-- start Supplied material --

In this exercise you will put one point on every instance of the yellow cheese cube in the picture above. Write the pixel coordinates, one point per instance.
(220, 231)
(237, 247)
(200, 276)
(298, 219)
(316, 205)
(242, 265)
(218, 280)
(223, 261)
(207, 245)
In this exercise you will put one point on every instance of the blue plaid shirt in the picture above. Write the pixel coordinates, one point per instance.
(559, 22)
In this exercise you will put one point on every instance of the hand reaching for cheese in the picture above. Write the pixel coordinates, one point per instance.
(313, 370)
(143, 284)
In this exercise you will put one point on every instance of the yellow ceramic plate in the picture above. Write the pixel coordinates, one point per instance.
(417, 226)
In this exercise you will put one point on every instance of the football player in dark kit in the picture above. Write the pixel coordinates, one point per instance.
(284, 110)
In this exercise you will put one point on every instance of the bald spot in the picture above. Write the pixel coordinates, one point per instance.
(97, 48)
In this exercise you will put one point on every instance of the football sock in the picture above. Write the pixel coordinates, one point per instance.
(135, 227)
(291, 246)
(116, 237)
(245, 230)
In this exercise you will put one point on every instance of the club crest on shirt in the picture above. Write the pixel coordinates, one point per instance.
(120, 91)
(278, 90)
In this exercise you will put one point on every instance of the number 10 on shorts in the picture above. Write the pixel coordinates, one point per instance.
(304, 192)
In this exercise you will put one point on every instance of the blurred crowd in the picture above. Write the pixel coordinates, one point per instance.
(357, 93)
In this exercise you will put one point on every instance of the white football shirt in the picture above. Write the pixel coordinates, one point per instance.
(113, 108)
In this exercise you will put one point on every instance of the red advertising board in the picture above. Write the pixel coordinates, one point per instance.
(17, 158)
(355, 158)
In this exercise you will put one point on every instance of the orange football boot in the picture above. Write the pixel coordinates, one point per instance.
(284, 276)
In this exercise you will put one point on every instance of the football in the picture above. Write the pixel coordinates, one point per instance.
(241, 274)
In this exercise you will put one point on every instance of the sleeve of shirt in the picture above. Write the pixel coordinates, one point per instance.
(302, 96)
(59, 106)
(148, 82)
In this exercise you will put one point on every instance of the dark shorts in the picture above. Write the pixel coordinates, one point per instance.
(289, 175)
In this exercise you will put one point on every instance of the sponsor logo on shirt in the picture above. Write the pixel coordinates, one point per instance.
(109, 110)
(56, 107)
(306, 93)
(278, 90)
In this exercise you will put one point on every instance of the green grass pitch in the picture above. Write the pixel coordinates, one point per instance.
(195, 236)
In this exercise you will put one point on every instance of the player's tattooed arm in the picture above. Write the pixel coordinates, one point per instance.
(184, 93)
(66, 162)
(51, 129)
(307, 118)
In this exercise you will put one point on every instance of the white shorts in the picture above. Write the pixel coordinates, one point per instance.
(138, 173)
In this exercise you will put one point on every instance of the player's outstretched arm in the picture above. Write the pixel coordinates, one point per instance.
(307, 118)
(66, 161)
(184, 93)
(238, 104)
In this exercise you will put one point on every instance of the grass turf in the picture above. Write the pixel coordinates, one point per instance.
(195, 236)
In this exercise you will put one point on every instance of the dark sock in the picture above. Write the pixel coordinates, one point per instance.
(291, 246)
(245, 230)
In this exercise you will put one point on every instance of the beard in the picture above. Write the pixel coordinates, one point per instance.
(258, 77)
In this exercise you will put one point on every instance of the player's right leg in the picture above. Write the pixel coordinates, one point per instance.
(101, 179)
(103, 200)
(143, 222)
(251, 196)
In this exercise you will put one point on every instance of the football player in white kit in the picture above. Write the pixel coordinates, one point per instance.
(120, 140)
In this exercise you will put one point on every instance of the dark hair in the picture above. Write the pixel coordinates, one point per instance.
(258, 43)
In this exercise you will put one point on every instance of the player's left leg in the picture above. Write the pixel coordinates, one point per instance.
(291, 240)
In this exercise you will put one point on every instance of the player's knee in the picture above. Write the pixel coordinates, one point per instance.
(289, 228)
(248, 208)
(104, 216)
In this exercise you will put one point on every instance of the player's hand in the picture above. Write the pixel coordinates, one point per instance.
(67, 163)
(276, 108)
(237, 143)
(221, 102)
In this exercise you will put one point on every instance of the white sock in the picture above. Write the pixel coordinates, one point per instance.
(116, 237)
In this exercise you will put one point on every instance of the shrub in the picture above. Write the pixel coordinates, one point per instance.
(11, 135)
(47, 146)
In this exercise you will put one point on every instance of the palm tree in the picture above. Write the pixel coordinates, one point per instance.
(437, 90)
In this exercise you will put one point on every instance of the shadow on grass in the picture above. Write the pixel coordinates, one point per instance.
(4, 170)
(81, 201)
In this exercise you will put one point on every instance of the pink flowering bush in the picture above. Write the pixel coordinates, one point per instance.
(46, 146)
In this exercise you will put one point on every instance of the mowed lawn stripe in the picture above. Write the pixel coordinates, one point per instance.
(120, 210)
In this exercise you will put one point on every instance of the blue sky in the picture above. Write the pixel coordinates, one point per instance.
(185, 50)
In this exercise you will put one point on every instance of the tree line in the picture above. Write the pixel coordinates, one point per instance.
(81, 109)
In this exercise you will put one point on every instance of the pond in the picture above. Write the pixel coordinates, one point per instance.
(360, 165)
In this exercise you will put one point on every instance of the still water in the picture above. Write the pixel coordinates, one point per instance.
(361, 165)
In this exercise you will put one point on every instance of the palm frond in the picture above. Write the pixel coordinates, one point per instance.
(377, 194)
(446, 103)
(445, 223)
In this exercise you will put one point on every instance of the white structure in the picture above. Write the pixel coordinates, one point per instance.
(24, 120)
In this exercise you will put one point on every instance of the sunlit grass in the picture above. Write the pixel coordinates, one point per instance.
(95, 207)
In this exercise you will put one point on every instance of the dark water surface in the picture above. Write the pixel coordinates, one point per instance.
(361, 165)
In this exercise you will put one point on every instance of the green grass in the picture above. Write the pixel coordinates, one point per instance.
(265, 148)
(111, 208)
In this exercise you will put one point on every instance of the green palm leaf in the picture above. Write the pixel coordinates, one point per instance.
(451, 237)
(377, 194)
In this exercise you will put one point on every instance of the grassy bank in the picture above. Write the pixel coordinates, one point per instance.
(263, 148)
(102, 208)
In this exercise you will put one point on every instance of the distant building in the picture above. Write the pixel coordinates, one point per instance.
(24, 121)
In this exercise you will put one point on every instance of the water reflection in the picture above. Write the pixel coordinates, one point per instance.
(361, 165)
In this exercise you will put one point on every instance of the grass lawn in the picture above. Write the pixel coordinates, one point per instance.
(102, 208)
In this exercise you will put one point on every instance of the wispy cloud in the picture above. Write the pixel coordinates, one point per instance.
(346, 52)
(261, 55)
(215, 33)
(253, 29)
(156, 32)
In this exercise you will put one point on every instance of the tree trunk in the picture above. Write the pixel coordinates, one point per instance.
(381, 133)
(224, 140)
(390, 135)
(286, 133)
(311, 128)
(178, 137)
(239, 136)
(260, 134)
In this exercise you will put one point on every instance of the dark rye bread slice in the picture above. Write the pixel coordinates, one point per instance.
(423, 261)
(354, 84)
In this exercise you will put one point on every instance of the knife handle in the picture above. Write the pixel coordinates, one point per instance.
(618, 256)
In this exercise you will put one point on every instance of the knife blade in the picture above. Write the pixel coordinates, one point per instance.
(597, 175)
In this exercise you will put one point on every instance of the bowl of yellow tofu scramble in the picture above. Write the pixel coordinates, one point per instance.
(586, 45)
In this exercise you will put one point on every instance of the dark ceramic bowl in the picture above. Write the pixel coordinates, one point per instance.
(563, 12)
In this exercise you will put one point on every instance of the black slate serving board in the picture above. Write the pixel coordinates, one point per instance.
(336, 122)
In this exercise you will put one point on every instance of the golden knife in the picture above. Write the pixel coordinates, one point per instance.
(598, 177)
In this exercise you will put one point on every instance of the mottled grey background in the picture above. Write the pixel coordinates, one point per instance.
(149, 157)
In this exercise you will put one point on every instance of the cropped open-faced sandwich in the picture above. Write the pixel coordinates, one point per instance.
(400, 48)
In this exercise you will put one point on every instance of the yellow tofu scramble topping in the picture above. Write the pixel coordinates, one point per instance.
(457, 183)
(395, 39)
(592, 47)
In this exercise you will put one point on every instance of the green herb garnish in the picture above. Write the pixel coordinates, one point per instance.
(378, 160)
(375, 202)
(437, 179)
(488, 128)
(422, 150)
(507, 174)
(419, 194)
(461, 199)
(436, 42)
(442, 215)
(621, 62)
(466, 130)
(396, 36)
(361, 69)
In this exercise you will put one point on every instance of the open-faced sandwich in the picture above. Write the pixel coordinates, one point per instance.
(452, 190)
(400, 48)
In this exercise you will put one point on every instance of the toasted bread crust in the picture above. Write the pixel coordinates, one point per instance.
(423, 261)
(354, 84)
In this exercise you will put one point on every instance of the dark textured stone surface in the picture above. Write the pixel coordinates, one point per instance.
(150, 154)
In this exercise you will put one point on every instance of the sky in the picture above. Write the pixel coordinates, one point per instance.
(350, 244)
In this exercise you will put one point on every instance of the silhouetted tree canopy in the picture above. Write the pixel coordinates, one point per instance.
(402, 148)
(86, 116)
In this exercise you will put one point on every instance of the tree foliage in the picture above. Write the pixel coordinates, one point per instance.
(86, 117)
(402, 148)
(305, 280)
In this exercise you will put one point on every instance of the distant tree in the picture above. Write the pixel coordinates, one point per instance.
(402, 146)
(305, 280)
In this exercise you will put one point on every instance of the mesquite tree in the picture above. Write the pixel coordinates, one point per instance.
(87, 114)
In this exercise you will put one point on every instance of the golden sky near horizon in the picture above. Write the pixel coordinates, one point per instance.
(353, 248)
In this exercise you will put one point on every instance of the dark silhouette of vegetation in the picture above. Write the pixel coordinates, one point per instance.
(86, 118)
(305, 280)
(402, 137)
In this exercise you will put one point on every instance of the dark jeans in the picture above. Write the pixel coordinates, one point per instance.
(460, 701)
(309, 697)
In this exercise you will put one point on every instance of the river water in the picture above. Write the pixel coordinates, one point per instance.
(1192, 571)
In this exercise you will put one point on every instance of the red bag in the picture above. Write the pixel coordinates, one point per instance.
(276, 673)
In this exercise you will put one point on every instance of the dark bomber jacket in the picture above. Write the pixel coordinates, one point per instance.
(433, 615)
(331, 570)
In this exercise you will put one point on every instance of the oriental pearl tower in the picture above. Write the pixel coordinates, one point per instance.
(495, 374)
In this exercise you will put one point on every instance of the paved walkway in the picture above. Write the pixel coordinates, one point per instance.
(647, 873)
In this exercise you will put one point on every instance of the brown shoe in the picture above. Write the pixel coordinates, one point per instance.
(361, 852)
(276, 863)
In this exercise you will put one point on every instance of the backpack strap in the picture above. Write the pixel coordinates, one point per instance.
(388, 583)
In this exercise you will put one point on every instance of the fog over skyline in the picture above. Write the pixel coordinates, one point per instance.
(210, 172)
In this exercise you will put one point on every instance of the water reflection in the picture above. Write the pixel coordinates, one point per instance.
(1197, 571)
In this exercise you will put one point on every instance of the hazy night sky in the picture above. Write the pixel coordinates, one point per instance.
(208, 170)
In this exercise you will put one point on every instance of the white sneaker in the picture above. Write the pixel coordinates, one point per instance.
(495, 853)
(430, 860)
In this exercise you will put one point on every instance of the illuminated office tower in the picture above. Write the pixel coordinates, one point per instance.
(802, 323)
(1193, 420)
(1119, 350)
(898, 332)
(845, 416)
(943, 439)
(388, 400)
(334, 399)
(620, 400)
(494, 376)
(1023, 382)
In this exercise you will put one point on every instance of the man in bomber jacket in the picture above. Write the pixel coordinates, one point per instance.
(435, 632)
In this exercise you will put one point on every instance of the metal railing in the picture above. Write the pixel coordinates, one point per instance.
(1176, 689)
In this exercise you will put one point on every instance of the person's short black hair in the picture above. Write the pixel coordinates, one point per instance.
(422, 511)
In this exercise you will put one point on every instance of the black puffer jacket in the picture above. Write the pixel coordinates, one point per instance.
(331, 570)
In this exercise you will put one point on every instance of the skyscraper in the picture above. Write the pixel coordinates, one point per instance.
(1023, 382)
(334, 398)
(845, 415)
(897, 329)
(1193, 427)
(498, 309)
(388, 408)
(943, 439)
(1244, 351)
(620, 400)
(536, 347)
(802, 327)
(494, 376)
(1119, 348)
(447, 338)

-- end Supplied material --

◆ Written problem ◆
In the records above, find the line containing "of the hazy"; please retype it and every line after it through the last line, exactly and with nothing else.

◆ Completed task ◆
In this exercise you will put one point on every instance of the hazy night sky in the picture above. Write the pixel coordinates, one point per instance.
(208, 170)
In this exercise you will put one point on every instance of the white sneaker in the picture above. Write the pixel coordinates, one point per instance.
(495, 853)
(430, 860)
In this exercise you will put one point on every instance of the illuminated office tower in the picture above. Write the pixel coordinates, one point per instance.
(802, 323)
(1193, 420)
(1119, 350)
(898, 332)
(845, 416)
(943, 439)
(388, 400)
(334, 399)
(620, 400)
(494, 376)
(1023, 382)
In this exercise you will put one point on every instance of the man in bomber jacket in the picture above. Write the pixel coordinates, one point per instance.
(435, 632)
In this exercise you will put one point on every instance of the metal railing in the picture above. Write the pixel coordinates, one point per instance.
(1176, 689)
In this exercise you will put one point on every instance of the person's short black hair in the picture above. Write the pixel coordinates, one point per instance.
(422, 511)
In this exercise you will put one point on every instance of the black puffer jacket in the picture above. Write the pixel coordinates, one point per instance.
(331, 570)
In this exercise you will put one point on every instance of the skyscraper in the picture above. Write the pixel coordinates, one point per instance.
(1023, 382)
(334, 398)
(845, 415)
(897, 329)
(1193, 427)
(498, 309)
(388, 408)
(943, 439)
(1244, 351)
(620, 400)
(536, 347)
(802, 327)
(494, 376)
(1119, 348)
(447, 338)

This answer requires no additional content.